_Exercise goal_. This task calls for every entry below to be repeated exactly, without the pictures.
Records for processing START
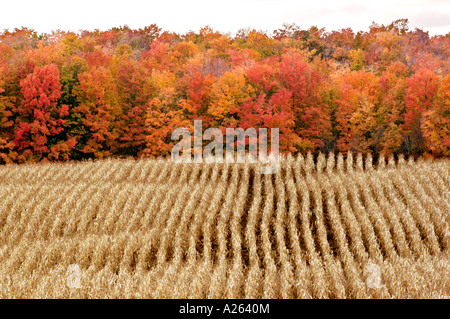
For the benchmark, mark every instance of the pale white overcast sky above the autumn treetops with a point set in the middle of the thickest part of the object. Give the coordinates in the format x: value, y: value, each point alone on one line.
x: 225, y: 16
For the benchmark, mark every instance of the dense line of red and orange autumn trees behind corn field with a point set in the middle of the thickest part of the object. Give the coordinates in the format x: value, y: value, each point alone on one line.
x: 121, y: 92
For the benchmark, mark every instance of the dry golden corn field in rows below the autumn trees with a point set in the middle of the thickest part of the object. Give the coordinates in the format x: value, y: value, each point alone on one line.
x: 325, y: 227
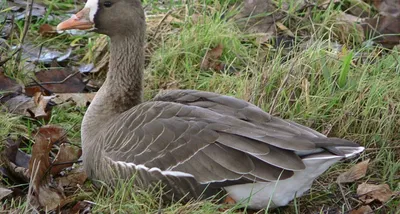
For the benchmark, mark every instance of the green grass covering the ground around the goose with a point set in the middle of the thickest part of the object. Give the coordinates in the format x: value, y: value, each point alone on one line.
x: 350, y: 91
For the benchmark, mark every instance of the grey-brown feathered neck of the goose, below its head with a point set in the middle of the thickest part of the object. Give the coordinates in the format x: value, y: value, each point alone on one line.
x: 122, y: 88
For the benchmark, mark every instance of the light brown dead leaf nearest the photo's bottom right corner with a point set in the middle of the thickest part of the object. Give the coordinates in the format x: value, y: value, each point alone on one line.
x: 371, y: 192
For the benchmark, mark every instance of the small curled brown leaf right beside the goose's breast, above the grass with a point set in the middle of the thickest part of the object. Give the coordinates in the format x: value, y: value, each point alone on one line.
x: 67, y: 154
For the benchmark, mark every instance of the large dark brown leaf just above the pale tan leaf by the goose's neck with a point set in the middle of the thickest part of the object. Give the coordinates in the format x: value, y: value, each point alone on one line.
x: 57, y: 81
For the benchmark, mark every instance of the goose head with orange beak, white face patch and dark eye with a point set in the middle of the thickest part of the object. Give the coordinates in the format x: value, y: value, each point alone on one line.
x: 109, y: 17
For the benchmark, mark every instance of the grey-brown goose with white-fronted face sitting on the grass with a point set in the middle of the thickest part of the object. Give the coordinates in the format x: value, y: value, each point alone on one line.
x: 194, y: 143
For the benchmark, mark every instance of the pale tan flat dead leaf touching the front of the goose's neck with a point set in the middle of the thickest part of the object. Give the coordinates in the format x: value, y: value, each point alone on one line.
x: 77, y: 99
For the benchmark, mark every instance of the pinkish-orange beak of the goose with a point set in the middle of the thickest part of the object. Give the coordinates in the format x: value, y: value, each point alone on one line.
x: 79, y: 21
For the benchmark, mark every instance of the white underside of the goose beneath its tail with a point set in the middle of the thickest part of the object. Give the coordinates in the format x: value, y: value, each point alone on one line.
x: 258, y: 195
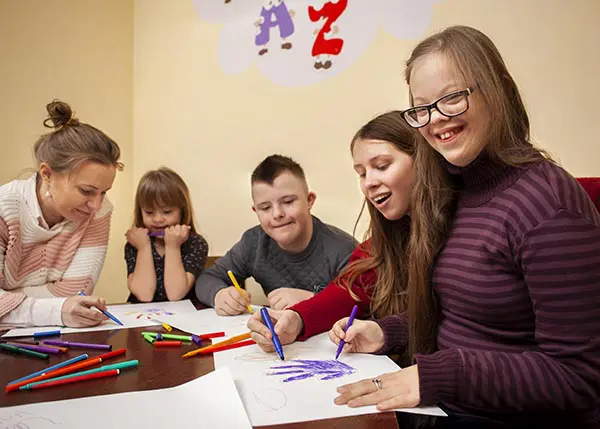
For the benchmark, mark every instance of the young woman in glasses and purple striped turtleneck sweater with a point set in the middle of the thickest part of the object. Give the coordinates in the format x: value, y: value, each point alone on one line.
x: 503, y: 300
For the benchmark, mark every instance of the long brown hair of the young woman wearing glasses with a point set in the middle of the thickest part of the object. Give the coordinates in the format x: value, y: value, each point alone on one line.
x: 478, y: 61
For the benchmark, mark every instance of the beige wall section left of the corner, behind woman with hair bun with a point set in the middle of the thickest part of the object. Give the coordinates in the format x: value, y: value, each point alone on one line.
x: 80, y: 51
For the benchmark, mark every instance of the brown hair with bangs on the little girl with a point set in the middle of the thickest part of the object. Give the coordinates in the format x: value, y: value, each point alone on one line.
x: 163, y: 188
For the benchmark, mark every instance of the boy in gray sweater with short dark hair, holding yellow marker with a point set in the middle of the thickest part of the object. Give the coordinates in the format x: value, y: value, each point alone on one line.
x: 291, y: 254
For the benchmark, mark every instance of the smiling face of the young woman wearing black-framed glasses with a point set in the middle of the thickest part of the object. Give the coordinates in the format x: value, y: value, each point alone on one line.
x: 459, y: 139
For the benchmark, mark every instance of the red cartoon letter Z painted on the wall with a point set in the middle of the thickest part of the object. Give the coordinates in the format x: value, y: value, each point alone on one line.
x: 325, y: 46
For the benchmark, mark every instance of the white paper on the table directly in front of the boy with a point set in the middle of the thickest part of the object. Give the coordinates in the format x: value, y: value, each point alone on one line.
x: 205, y: 321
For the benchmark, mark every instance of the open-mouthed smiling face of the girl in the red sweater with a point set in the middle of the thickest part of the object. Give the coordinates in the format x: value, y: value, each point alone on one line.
x: 386, y: 176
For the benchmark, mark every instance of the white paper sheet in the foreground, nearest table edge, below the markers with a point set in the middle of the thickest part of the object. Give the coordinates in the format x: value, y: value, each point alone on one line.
x: 210, y: 401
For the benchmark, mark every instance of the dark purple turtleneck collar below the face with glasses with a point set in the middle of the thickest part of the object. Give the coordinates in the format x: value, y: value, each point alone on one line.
x: 482, y: 179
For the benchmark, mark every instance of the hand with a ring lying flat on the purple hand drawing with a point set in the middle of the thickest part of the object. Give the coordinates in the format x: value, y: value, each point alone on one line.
x: 398, y: 389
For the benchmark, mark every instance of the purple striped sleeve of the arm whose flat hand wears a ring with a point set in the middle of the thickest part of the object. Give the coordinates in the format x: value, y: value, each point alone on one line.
x: 560, y: 262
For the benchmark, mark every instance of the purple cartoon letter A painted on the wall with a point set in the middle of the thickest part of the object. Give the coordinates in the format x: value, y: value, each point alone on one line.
x: 274, y: 15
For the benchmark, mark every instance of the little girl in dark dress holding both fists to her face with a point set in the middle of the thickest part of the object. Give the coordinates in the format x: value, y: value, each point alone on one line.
x: 164, y: 253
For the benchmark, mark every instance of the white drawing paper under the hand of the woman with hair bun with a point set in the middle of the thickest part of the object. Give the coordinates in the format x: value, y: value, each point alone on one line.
x: 131, y: 315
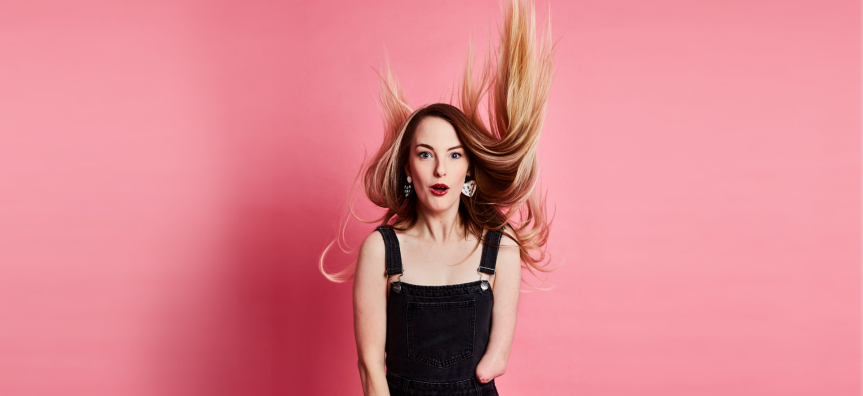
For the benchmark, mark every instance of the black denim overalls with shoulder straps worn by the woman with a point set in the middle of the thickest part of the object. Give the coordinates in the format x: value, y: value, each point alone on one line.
x: 436, y: 335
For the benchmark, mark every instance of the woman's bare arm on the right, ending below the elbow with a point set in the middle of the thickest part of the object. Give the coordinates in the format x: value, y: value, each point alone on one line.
x: 507, y: 284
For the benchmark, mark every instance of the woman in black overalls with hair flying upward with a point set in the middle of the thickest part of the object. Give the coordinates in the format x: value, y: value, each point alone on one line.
x: 436, y: 285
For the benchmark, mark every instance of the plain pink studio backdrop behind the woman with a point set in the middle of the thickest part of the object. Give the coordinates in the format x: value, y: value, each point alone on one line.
x: 171, y: 170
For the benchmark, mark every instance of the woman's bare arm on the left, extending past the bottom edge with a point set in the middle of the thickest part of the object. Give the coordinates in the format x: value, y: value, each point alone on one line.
x: 370, y: 315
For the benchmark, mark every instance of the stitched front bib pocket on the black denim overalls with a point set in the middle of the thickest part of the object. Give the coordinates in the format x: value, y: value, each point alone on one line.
x: 441, y: 333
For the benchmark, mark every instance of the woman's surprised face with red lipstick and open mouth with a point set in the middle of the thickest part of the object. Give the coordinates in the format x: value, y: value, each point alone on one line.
x: 436, y: 159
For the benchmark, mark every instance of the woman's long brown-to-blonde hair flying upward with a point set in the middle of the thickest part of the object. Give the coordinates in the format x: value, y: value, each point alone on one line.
x: 502, y: 155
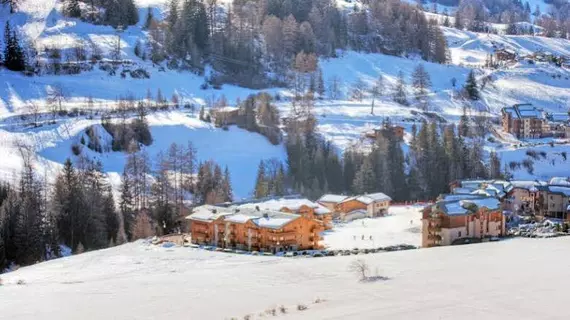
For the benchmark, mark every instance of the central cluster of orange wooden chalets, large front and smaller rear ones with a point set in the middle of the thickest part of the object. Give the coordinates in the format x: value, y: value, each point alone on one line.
Records for processing END
_Problem solution_.
For the benchmark, mark every instance of the pale white overcast sky above the autumn treetops with a point set in the middle of the thickest part of the object. Give the coordinates in the format x: value, y: value, each point alone on one line.
x: 225, y: 16
For the benchmark, mark every instance of the dense line of red and orange autumn trees behind corn field with a point set in the middle of the thickest part of the object. Give the coordinates in the format x: value, y: value, each point alone on one line.
x: 121, y: 92
For the benchmark, mark every instance of the dry golden corn field in rows below the autumn trees with a point set in the middle of the thickest part of the object. Give the coordinates in the format x: value, y: value, each point alone on one line.
x: 325, y: 227
For the benchmark, mark every instance of the green grass covering the ground around the goose with a point set in the middle of the thickest part of the object. Give the coordinates in the format x: value, y: value, each point alone on one line.
x: 350, y: 91
For the benchmark, mark every instance of the grey-brown feathered neck of the goose, below its head with a point set in the middle of the thickest part of the object. Give the coordinates in the format x: value, y: value, each point alone on one line.
x: 122, y: 88
For the benchmark, mark every instance of the light brown dead leaf nearest the photo's bottom right corner with a point set in the middle of the thickest part of the object. Give the coordinates in the format x: value, y: value, each point alone on one line.
x: 371, y: 192
For the benchmark, mark every instance of the small curled brown leaf right beside the goose's breast, above the grass with a point set in the middle of the thickest part of the object. Give the coordinates in the format x: value, y: value, each point alone on one line.
x: 67, y: 154
For the benchmark, mark every instance of the large dark brown leaf just above the pale tan leaf by the goose's neck with a point set in the middle of the thickest part of the object. Give the coordinates in the format x: value, y: value, each point alone on one line.
x: 57, y: 81
For the benchmark, mark every instance of the goose head with orange beak, white face patch and dark eye with a point set in the middle of the thickest part of the object. Give the coordinates in the format x: value, y: value, each point alone on one line.
x: 109, y: 17
For the benchmark, mark every instance of the grey-brown goose with white-fronted face sitting on the grass with a point set in the middle of the thickest part of the object. Give the coordinates in the format x: value, y: value, each point alone on one line.
x: 194, y: 143
For the benchmark, mark every instance of the pale tan flat dead leaf touching the front of the goose's neck with a point set in the middle of the thickest part of the object. Give the coordinates in the format x: value, y: value, each point alone on one line.
x: 77, y: 99
For the benchmark, mark every instance of the pinkish-orange beak of the goose with a point set in the middle of the thickest part of the object. Give the coordinates in the format x: value, y: value, each point alone on one line.
x: 79, y: 21
For the benchmark, mark every instance of the white underside of the goose beneath its tail with a point set in the middle of the thickest part of the object. Give the coordinates in the format x: value, y: value, each point alone on one line.
x: 258, y: 195
For the benchmark, mark every instance of the young woman in glasses and purple striped turtleneck sweater with a point set in the middle of the thickest part of the object. Give the coordinates in the format x: value, y: value, each point alone on one line.
x: 503, y: 300
For the benchmark, mark every instance of the long brown hair of the young woman wearing glasses with a point set in the middle of the thickest part of the object. Give the coordinates in the format x: value, y: value, each point alone on one line.
x: 478, y: 61
For the benchmark, mark every instance of the beige wall section left of the corner, behind woman with hair bun with a point set in the middle of the thickest part of the object. Give the coordinates in the format x: value, y: value, each point alone on one line.
x: 80, y: 51
For the benchmark, mark every instance of the brown hair with bangs on the little girl with a point set in the middle of the thickest part of the object. Give the coordinates in the format x: value, y: value, each point alone on one line.
x: 163, y: 188
For the benchmark, mark every instance of the boy in gray sweater with short dark hair, holding yellow marker with a point set in the middle of the thickest part of the object. Give the coordinates in the format x: value, y: value, each point alone on one line.
x: 291, y: 254
For the benchmark, mark every instance of the smiling face of the young woman wearing black-framed glasses with a point set in the middle of the thickest part of the object. Give the coordinates in the format x: value, y: value, each point alone on one line.
x: 459, y: 139
For the benchmark, mark every instance of the red cartoon letter Z painted on the wall with a point set in the middle of the thickest part of the object. Give the coordinates in the format x: value, y: value, each point alone on one line.
x: 325, y: 46
For the benchmark, mark every instance of the white paper on the table directly in front of the boy with a point set in the middle of the thickest part of the object. Give the coordinates in the format x: value, y: value, each point alone on one line.
x: 205, y: 321
For the benchmark, mark every instance of the open-mouthed smiling face of the girl in the red sweater with a point set in the middle of the thickest part of the object. Give the coordinates in the format x: value, y: value, each point alone on one line.
x: 386, y: 176
For the benchmark, mark every instance of the white paper sheet in the foreground, nearest table edge, below the markers with a point set in the middle of the thickest part of the object. Give the coordinates in the format x: value, y: value, each point alone on one line.
x: 210, y: 401
For the benchmark, mark every instance of the dark purple turtleneck collar below the face with glasses with a point set in the middle of the thickest part of the object. Give the coordinates in the format x: value, y: value, each point alone on one line.
x: 482, y: 179
For the benchmark, mark every instance of the hand with a ring lying flat on the purple hand drawing with a point set in the middle of the thickest part of the object. Give the coordinates in the format x: value, y: value, each point alone on one line.
x: 398, y: 389
For the benchmark, mark every instance of the purple striped sleeve of the arm whose flat hand wears a ring with a point set in the middle of the thickest part of the object. Give the coordinates in the format x: value, y: value, each point alone on one line.
x: 560, y: 262
For the benchmark, mark every instance of the purple cartoon letter A painted on the wall with a point set in the middle of the thickest part of the object. Give the coordinates in the format x: value, y: value, each point alone on one line.
x: 274, y: 15
For the benchmark, mark every instance of the little girl in dark dress holding both fists to her face with a point set in the middle of the thickest part of the object. Give the coordinates in the format x: value, y: value, each point alone on one line.
x: 164, y: 253
For the benchmark, mark every instance of the white drawing paper under the hand of the woman with hair bun with a point set in the middle of the thickest part of the object. Give the coordinates in the format x: value, y: value, each point alone on one line.
x: 131, y: 315
For the benchmark, mark every instance of the black denim overalls with shoulder straps worn by the woman with a point set in the middle of the thickest part of the object. Give the coordinates in the format x: value, y: value, each point alone on one line.
x: 436, y: 335
For the benchmark, mark every instance of the woman's bare arm on the right, ending below the elbow with a point set in the middle of the thickest part of the object. Give the coordinates in the format x: value, y: value, each point alone on one line.
x: 507, y: 284
For the benchmark, mark every instance of the woman in black overalls with hair flying upward with a point set in the middle of the thickest part of the object. Give the coordinates in the format x: value, y: value, each point alone on one line.
x: 436, y: 285
For the benchmark, mark every instance of the plain pink studio backdrop behind the woman with a point set in the middle of the thickest part of the object. Give the coordinates in the format x: value, y: value, each point alone on one line.
x: 171, y: 170
For the benchmark, mark every instance of the woman's bare arm on the left, extending past the bottom edge with a point set in the middle of the thickest part of the object. Give the coordinates in the format x: value, y: value, each point alone on one line.
x: 370, y: 315
For the benchmark, mark every instance of the stitched front bib pocket on the black denim overalls with a point set in the middle of the thickest part of the object. Give the coordinates in the format x: value, y: value, each point alone on one line.
x: 441, y: 333
For the benchmark, mark every instance of the woman's surprised face with red lipstick and open mouth with a point set in the middle of the thickest part of the object. Give the coordinates in the format x: value, y: value, each point alone on one line.
x: 436, y: 159
For the benchmark, mark every instance of the woman's long brown-to-blonde hair flying upward with a point set in the middle of the thickest part of the object. Give the coordinates in the format x: value, y: value, each point alone on one line.
x: 502, y: 155
For the benchmark, mark every instance of the central cluster of orange wooden chalets, large front and smaller rear ones with a point set in the middle of the thickest part of the object. Give the coordinates in the format x: value, y: value, each point alone on one line.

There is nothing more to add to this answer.